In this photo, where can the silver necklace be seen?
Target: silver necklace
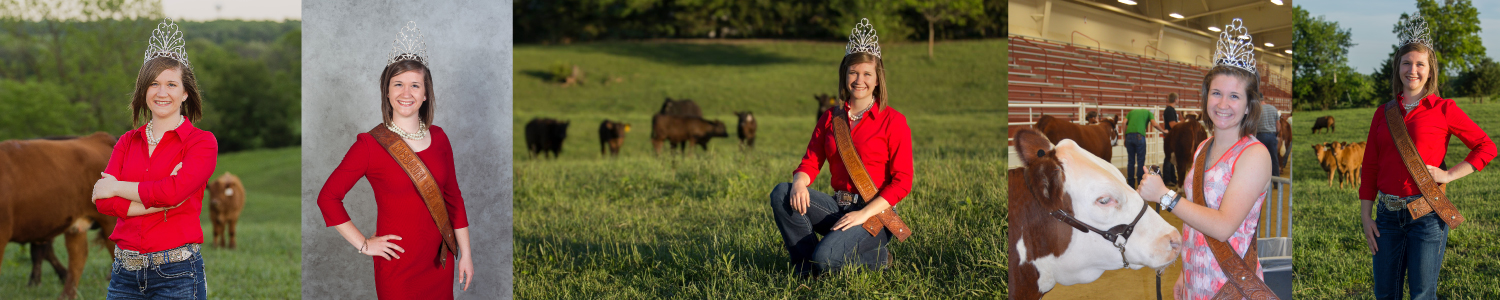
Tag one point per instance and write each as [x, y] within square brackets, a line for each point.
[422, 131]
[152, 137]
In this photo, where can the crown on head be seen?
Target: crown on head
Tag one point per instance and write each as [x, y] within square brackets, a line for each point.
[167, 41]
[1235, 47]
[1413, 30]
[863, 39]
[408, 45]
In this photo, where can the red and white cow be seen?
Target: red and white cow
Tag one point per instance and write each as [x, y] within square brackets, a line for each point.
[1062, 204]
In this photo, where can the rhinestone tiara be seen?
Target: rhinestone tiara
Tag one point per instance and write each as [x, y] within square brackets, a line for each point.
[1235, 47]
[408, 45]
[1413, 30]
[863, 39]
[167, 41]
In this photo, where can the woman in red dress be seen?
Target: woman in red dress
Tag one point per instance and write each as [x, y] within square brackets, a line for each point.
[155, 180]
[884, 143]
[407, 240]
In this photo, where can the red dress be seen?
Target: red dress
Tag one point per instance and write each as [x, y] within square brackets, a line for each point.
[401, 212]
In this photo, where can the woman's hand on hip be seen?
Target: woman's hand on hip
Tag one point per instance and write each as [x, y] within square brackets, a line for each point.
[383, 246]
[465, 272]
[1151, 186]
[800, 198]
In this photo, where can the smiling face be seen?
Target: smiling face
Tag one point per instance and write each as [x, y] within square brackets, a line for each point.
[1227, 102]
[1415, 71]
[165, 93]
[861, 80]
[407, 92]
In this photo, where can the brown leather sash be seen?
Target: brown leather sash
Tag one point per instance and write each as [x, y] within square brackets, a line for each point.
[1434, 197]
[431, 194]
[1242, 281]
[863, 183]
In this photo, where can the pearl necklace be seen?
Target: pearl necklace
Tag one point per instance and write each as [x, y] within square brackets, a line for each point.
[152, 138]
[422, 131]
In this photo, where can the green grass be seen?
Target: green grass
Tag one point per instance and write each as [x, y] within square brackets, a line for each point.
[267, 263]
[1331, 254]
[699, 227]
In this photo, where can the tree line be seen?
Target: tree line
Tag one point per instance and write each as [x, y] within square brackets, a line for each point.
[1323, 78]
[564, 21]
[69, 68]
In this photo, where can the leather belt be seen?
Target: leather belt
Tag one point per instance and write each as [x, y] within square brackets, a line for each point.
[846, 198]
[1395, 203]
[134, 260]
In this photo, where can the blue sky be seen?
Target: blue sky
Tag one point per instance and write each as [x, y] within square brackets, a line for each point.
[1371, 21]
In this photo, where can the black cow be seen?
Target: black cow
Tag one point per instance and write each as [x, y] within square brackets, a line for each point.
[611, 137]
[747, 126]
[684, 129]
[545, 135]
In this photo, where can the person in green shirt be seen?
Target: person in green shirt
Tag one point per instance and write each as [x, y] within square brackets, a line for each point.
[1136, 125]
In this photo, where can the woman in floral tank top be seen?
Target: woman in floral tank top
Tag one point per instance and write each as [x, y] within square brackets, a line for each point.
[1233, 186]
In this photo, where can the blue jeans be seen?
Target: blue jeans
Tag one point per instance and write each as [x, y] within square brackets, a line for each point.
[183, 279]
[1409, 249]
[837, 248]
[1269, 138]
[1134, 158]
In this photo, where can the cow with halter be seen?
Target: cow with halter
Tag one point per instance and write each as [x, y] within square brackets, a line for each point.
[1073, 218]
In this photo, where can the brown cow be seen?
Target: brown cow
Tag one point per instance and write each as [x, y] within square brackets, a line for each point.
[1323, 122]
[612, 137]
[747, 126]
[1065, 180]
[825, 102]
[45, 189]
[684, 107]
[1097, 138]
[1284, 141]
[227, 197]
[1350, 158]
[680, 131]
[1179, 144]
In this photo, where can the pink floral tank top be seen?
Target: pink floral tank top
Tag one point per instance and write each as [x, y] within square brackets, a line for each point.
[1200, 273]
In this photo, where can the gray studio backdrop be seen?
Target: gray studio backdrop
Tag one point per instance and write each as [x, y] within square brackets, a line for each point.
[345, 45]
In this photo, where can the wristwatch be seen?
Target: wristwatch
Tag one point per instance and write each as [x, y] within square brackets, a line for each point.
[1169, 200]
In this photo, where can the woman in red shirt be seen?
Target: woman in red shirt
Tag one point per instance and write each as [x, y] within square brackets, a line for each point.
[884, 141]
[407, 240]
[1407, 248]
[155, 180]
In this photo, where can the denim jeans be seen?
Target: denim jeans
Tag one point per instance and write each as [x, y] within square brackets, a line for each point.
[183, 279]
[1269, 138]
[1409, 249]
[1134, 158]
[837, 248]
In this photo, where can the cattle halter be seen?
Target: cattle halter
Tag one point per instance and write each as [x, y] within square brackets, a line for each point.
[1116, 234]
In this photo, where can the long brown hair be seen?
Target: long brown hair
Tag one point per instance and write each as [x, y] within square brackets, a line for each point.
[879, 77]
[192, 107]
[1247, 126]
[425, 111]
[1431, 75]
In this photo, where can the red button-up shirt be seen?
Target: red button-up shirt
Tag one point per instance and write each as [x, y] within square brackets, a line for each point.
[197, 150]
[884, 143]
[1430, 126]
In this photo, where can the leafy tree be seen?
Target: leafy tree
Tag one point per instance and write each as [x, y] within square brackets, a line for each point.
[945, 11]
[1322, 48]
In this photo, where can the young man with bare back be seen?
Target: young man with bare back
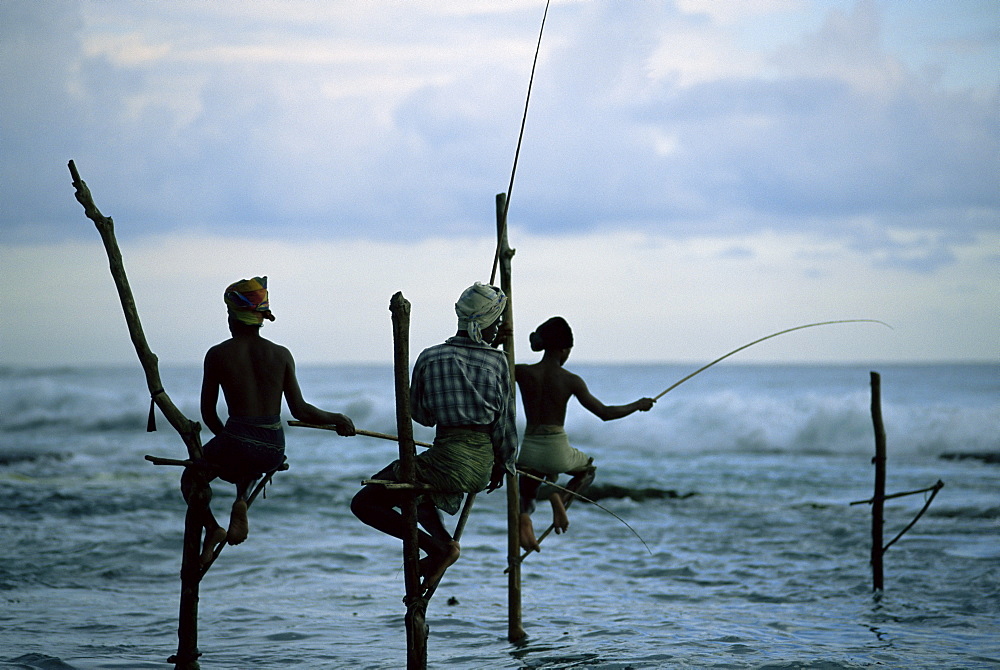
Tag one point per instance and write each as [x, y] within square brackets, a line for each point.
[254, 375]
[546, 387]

**The exercise:**
Reproduce all of the records above word for word, leaving out the pictures.

**Correct answer:**
In this photo, where can the silver necklace be seen?
Target: silver necklace
Tag one point per instance and write each as [x, y] within square brackets, a line for each point.
[422, 131]
[152, 137]
In this photo, where can the crown on head be seen?
Target: crown on head
Tag one point per instance and write each as [x, y] within square brackets, a line for each point.
[167, 41]
[1235, 47]
[1413, 30]
[863, 39]
[408, 45]
In this photo, where can the red and white cow be seen?
Target: red and white cow
Tag one point per instance and write each as [x, y] within square brackets, a line for each point.
[1062, 204]
In this photo, where can the rhinestone tiara be seen?
Target: rhinestone tiara
Tag one point per instance and write each as [x, y] within square brackets, a line for each point.
[1235, 47]
[408, 45]
[1413, 30]
[863, 39]
[167, 41]
In this photo, where can the woman in red dress be seen?
Target: woman in red dress
Tag one point per instance and write each as [x, y] within square brackets, a line for each point.
[155, 180]
[884, 143]
[407, 240]
In this photo, where can the red dress be seen?
Target: red dress
Tag one point per instance and write each as [x, y] within square brackets, a line for each point.
[401, 212]
In this photo, where can the woman's hand on hip be seen?
Target: woman's hand on hip
Tag one point per instance and write each as [x, y] within square brackets, a line for each point.
[383, 246]
[465, 272]
[1151, 186]
[800, 198]
In this photo, where can the smiling face be seen?
Target: smiling face
Tag one point per instance and write each as [x, y] within square brackets, a line for each point.
[1227, 102]
[1415, 71]
[165, 93]
[861, 80]
[407, 92]
In this photo, where can the brown leather sash be seen?
Target: brown leather sash
Tag one point per instance and write each as [x, y] within square brackets, a line for each point.
[1434, 197]
[431, 194]
[1242, 281]
[863, 183]
In this photo, where can the pearl necklace be seen?
Target: pearl necklace
Tag one point per instance and write each as [x, y] within square brackets, a line for each point.
[152, 138]
[422, 131]
In this photo, where can the green grass be seen?
Target: green grass
Tag one point per instance and write each as [x, y] within square brackets, a line for each point.
[267, 263]
[1331, 254]
[699, 227]
In this photo, where can the tree line be seen?
Target: tree line
Tag one point per instance and write each as [x, y] within square brackets, a line for each point.
[1323, 78]
[564, 21]
[69, 68]
In this photo, where can the leather belt be seen?
Target: leather belt
Tag one point per instance and write each as [x, y] within square brackets, a line for each point.
[846, 198]
[1395, 203]
[134, 260]
In this photo, where can the blue sky be seen?
Target: blue sky
Tag one point per instance and write each as [x, y] within square brackets, a line for each point.
[1371, 21]
In this photo, where can the black cow be seen?
Target: black cow
Tag one point per instance and write each as [x, y] within square brackets, a line for each point.
[611, 137]
[747, 126]
[684, 129]
[545, 135]
In this photo, where can the person in green shirt be seen?
Target: person in green shirt
Tag one point per instance and write each as [x, y] within square brackets, a line for each point.
[1136, 125]
In this photo, where can the woman in floral tank top be seen?
Target: woman in floral tank top
Tag one point per instance and write each as [x, y] within square brackets, a line for each point.
[1233, 186]
In this photo, where can the blue jeans be seen?
Target: blue jeans
Tag one point per instance and write each as [x, y] within square brackets, a line for each point.
[183, 279]
[1409, 249]
[837, 248]
[1269, 138]
[1134, 158]
In this photo, where can the cow with halter be seen?
Target: cow with halter
Tag one point per instance and write each as [x, y] within square brackets, a line for each point.
[1073, 218]
In this photo, where can the brown cow be seen?
Target: brown cow
Tag one point per instance and write each as [x, y] within square brackets, a line for each point.
[1323, 122]
[612, 137]
[747, 126]
[1065, 180]
[825, 102]
[45, 189]
[684, 107]
[1097, 138]
[1284, 141]
[227, 197]
[1350, 158]
[680, 131]
[1179, 144]
In this photo, where can the pink floral tank top be seen?
Target: pink floral tank top
Tag one point per instance and write each as [x, y] within square brackets, a line for each point.
[1200, 273]
In this photo, where can the gray studio backdrop be seen?
Target: gray studio backdrop
Tag one point per instance and write each as [x, y] within square brackets, a line for each point.
[345, 45]
In this photo, where can the wristwatch be seen?
Target: wristwatch
Tag one point per instance and write each as [x, y] within square brackets, a line for each point.
[1169, 200]
In this photo, where can the woman in red shirt be seen?
Target: woman in red shirt
Tag one point per instance and write each as [x, y] within square brackets, a line for each point.
[884, 141]
[407, 240]
[1407, 248]
[155, 180]
In this photo, where can the denim jeans be seen?
Target: denim jeans
Tag one point per instance and write each as [x, y] within square brackets, a line for each point.
[183, 279]
[1269, 138]
[1409, 249]
[1134, 158]
[837, 248]
In this photo, where can the cattle halter be seen?
Target: cattle halter
Tag one point per instance and write each as [x, y] within square brackets, a line for each point.
[1116, 234]
In this photo, where can the long brown hair be seen?
Target: long brown hair
Tag one point per instance and write each as [x, y] within square brackets, a line for each point.
[879, 77]
[192, 107]
[1247, 126]
[425, 111]
[1431, 75]
In this photo, where can the red button-up shirt be seen?
Target: red button-up shirt
Tag one point per instance and write each as [x, y] within square brackets, a line for each point.
[197, 150]
[884, 143]
[1430, 126]
In this photo, where can the leafy tree be seen?
Target: leafy tree
Tag one point per instance and write each as [x, y] within square brackets, a line for each point.
[945, 11]
[1322, 48]
In this photo, where can the young man with bare back be seen?
Target: young man with bare back
Tag one point per instance and write each as [x, y] within square brackets, a line for each point.
[254, 375]
[546, 387]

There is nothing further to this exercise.